_PROVIDED MATERIAL_:
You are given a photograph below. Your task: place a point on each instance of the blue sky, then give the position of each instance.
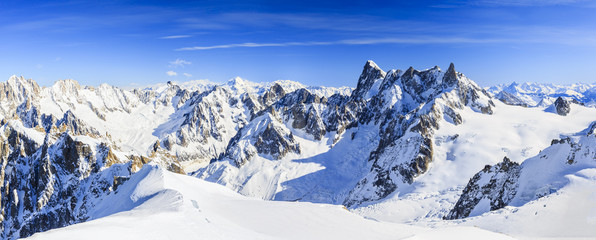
(136, 43)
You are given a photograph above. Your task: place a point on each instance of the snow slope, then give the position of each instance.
(463, 150)
(156, 204)
(537, 94)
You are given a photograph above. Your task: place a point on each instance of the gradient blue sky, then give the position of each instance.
(136, 43)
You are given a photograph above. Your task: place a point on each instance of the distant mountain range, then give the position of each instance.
(415, 146)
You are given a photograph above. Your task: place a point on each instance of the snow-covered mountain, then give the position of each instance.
(542, 95)
(162, 205)
(400, 147)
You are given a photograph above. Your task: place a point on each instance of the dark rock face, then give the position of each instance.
(275, 143)
(510, 99)
(405, 149)
(495, 184)
(562, 106)
(49, 185)
(370, 73)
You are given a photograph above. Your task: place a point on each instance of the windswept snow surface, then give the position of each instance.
(157, 204)
(518, 133)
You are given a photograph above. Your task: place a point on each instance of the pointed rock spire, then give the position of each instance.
(370, 73)
(450, 77)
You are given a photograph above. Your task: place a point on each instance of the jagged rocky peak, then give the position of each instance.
(369, 75)
(272, 95)
(264, 136)
(509, 183)
(492, 188)
(18, 89)
(562, 106)
(300, 96)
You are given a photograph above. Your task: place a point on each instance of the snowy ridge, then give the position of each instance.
(186, 207)
(400, 147)
(542, 95)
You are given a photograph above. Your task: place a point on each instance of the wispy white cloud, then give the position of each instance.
(175, 36)
(369, 41)
(179, 63)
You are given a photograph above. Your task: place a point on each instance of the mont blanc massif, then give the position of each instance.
(414, 154)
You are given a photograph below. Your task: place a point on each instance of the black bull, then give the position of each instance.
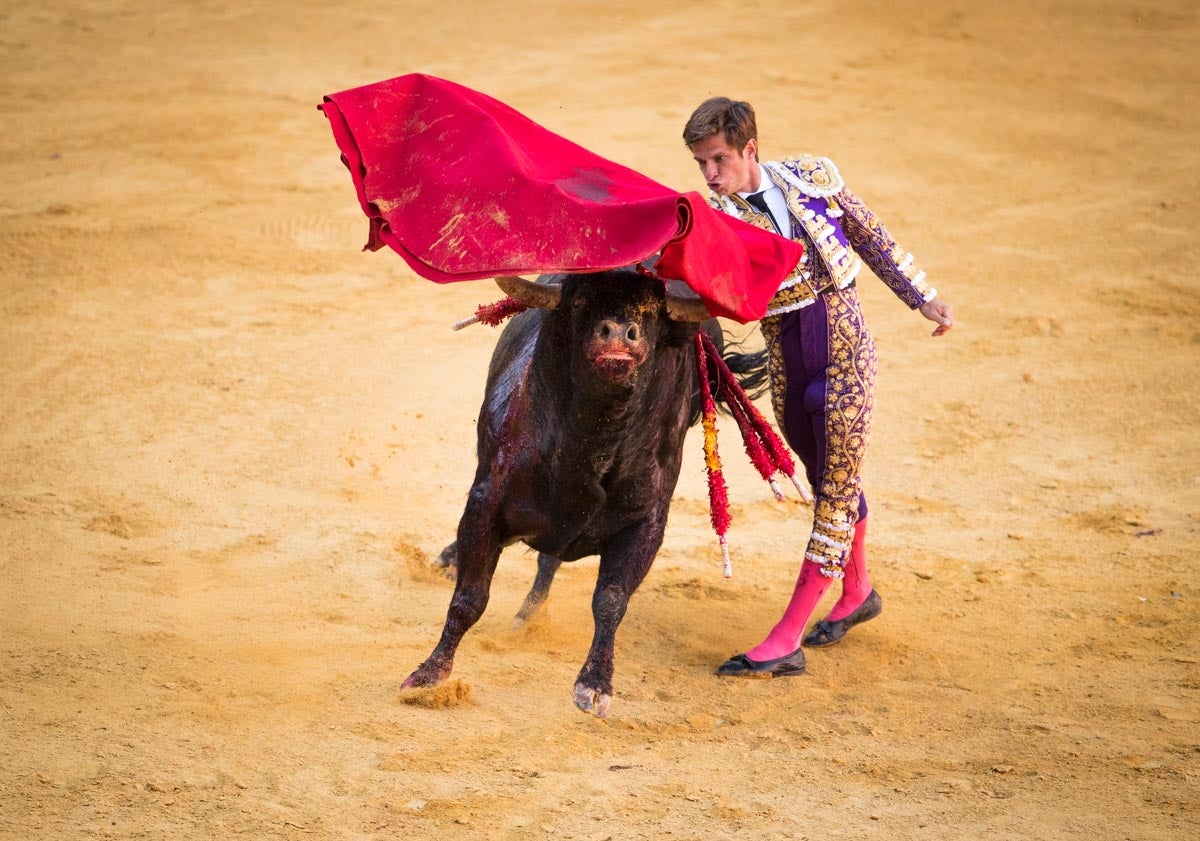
(581, 438)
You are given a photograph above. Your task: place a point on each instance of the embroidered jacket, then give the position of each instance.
(839, 234)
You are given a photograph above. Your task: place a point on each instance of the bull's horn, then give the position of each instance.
(543, 295)
(687, 308)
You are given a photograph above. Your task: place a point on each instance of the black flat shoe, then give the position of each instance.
(741, 666)
(827, 632)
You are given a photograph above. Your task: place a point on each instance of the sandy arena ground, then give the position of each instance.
(231, 442)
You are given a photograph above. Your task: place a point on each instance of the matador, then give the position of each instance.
(821, 358)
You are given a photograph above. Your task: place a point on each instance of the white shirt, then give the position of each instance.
(775, 203)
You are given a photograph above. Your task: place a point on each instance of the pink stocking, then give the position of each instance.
(856, 586)
(785, 637)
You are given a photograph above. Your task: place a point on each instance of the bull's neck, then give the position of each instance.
(587, 425)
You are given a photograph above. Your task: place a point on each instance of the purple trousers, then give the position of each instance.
(822, 384)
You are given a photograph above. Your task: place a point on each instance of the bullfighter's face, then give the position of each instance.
(725, 168)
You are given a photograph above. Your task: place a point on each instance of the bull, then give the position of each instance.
(589, 396)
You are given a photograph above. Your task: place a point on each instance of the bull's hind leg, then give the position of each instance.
(448, 560)
(547, 565)
(478, 550)
(623, 565)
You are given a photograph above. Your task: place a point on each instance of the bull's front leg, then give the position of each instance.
(623, 565)
(478, 550)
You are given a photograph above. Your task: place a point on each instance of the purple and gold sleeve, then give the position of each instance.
(874, 244)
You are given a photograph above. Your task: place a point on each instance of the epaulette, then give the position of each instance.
(814, 176)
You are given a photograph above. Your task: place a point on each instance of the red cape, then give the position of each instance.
(465, 187)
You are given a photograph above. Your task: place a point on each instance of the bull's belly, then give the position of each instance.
(571, 539)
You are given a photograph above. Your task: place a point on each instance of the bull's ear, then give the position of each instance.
(684, 305)
(541, 295)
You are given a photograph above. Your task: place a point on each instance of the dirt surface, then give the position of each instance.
(231, 442)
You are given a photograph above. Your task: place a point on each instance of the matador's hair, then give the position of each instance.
(730, 118)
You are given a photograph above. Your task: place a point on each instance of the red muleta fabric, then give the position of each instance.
(465, 187)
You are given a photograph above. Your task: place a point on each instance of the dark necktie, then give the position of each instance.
(759, 202)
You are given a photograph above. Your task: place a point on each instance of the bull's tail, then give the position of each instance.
(750, 370)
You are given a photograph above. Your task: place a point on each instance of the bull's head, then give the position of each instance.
(613, 322)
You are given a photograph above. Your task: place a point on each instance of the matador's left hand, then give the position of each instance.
(939, 311)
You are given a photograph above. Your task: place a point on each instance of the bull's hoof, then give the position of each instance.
(592, 701)
(426, 674)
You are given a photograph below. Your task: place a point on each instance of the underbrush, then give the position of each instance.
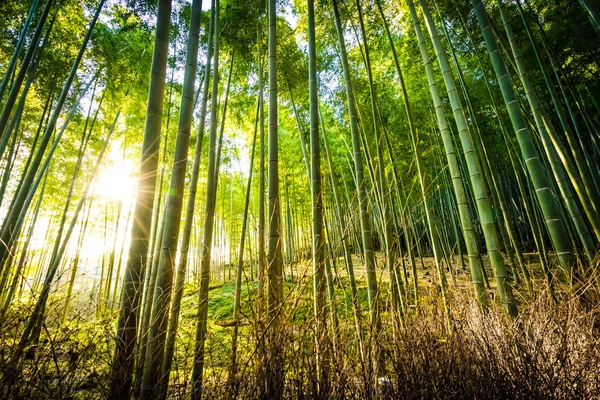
(552, 350)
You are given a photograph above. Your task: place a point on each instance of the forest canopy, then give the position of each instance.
(288, 199)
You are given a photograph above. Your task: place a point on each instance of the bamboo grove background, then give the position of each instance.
(330, 199)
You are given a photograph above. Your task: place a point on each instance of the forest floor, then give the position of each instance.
(550, 351)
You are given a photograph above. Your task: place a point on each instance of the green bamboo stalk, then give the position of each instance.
(550, 209)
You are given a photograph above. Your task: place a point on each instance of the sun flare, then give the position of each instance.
(117, 180)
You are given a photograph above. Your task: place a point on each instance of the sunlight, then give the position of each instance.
(117, 181)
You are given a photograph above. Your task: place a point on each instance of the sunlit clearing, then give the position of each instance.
(118, 178)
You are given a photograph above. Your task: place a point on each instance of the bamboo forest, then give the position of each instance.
(290, 199)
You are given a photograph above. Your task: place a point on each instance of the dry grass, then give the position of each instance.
(551, 350)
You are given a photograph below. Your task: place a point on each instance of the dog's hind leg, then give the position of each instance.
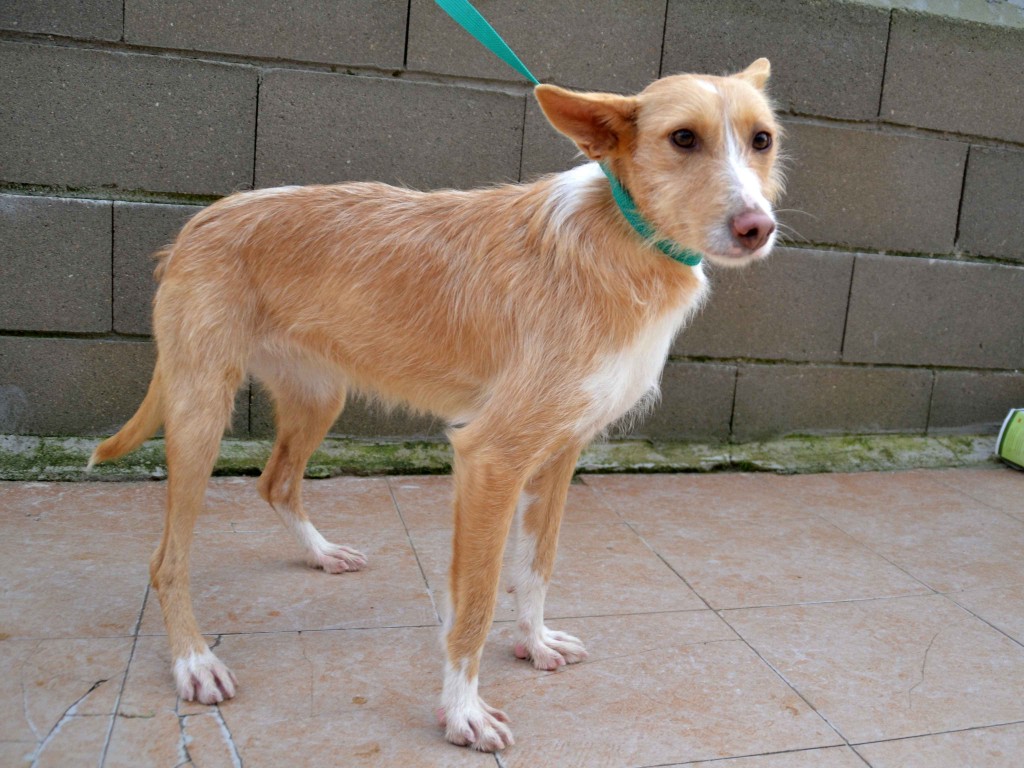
(303, 415)
(539, 516)
(198, 411)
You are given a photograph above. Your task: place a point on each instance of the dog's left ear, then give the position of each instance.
(599, 123)
(757, 74)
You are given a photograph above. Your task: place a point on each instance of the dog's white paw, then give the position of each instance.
(204, 678)
(476, 724)
(335, 558)
(549, 649)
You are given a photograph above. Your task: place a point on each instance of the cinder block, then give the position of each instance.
(974, 401)
(79, 386)
(827, 57)
(85, 118)
(923, 311)
(71, 386)
(359, 128)
(778, 400)
(791, 306)
(139, 230)
(866, 188)
(544, 148)
(954, 76)
(367, 32)
(359, 419)
(696, 403)
(598, 45)
(92, 19)
(992, 210)
(54, 264)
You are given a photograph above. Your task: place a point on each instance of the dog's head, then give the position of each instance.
(697, 154)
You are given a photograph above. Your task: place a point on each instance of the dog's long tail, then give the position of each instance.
(140, 427)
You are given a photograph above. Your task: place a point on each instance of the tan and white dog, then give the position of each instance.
(529, 316)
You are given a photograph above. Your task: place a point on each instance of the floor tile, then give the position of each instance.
(79, 740)
(1003, 607)
(84, 507)
(260, 583)
(600, 569)
(679, 498)
(671, 697)
(366, 694)
(949, 548)
(50, 584)
(607, 639)
(913, 680)
(1001, 488)
(1000, 747)
(832, 757)
(426, 503)
(738, 563)
(41, 680)
(888, 669)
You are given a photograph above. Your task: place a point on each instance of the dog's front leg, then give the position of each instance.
(538, 519)
(488, 479)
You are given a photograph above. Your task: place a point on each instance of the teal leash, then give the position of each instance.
(470, 19)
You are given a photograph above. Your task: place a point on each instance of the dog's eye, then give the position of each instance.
(684, 139)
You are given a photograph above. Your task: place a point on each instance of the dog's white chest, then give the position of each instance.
(625, 377)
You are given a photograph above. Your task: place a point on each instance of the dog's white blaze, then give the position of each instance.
(569, 188)
(623, 378)
(748, 185)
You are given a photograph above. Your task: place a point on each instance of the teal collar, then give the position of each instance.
(643, 227)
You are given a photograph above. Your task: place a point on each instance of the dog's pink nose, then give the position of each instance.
(753, 228)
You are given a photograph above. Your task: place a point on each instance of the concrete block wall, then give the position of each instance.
(893, 306)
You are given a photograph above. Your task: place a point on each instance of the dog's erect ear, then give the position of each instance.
(597, 122)
(757, 74)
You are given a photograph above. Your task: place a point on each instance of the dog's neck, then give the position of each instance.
(643, 227)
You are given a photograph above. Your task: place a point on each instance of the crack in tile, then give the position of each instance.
(183, 738)
(225, 733)
(68, 715)
(312, 681)
(924, 664)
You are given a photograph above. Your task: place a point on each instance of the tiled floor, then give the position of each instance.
(733, 621)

_WHAT YOU NEED TO DO_:
Produce an exact transcription of the lines from the one containing "dog's neck, then" through the end of the records, both included, and no other lines.

_FINISHED EXERCISE_:
You are given a photograph above. Your task: place a point on each instance of the dog's neck, then give the position of each instance.
(643, 227)
You are given a photograph above. Your task: place a point on each instance of the crack in tile, then give the position of each instance.
(183, 738)
(225, 733)
(68, 715)
(312, 681)
(924, 664)
You are given a photograph above. Your task: place a point on each instance of the tiled floor, then give the position of each instance.
(733, 621)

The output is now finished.